**Brief:** Gather all lines in the records below that include the word "tail".

**Information supplied:**
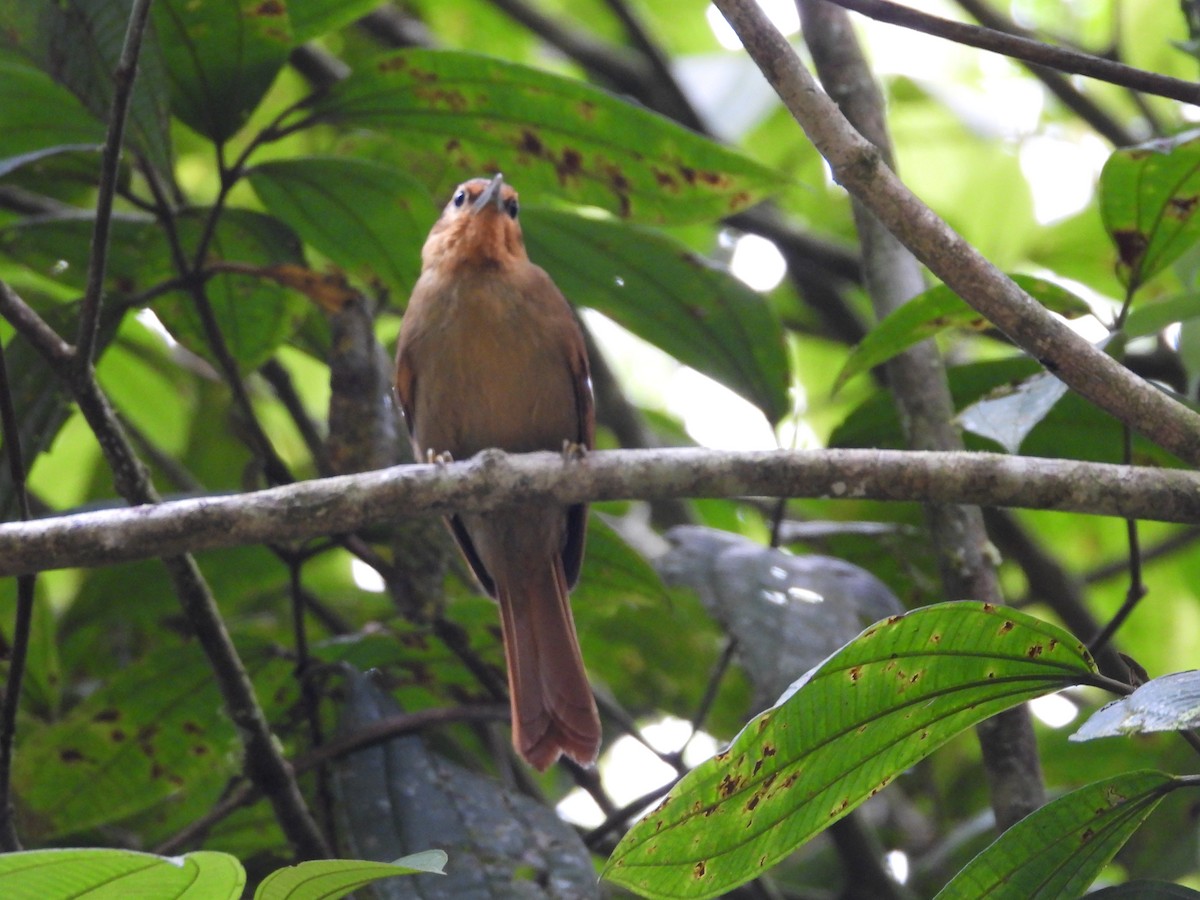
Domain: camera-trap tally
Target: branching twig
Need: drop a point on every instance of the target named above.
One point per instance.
(265, 765)
(858, 167)
(18, 645)
(123, 90)
(244, 793)
(923, 397)
(1002, 41)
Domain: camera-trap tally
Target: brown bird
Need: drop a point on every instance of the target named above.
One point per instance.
(490, 355)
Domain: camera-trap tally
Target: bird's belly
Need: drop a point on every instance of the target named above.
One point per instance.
(498, 388)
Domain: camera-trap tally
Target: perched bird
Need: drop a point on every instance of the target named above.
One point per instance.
(490, 355)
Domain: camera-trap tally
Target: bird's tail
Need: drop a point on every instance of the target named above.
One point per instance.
(553, 711)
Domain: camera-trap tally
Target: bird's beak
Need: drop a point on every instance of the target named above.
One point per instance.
(491, 196)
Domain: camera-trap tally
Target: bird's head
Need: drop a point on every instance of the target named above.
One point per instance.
(478, 227)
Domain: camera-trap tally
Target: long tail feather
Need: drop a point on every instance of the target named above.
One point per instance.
(553, 711)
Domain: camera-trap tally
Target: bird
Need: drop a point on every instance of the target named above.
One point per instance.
(491, 355)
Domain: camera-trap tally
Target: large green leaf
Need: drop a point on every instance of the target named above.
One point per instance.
(1059, 850)
(36, 113)
(885, 701)
(136, 741)
(940, 309)
(1149, 198)
(221, 57)
(329, 879)
(462, 115)
(78, 43)
(118, 875)
(312, 18)
(666, 294)
(255, 315)
(366, 217)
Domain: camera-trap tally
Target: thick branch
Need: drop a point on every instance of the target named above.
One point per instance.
(490, 480)
(923, 397)
(858, 168)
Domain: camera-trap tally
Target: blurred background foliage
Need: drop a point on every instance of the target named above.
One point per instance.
(718, 277)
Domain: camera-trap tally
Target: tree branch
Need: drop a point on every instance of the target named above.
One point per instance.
(124, 78)
(492, 479)
(923, 397)
(857, 166)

**Answer to this task:**
Target: bird's tail
Target: long tail feather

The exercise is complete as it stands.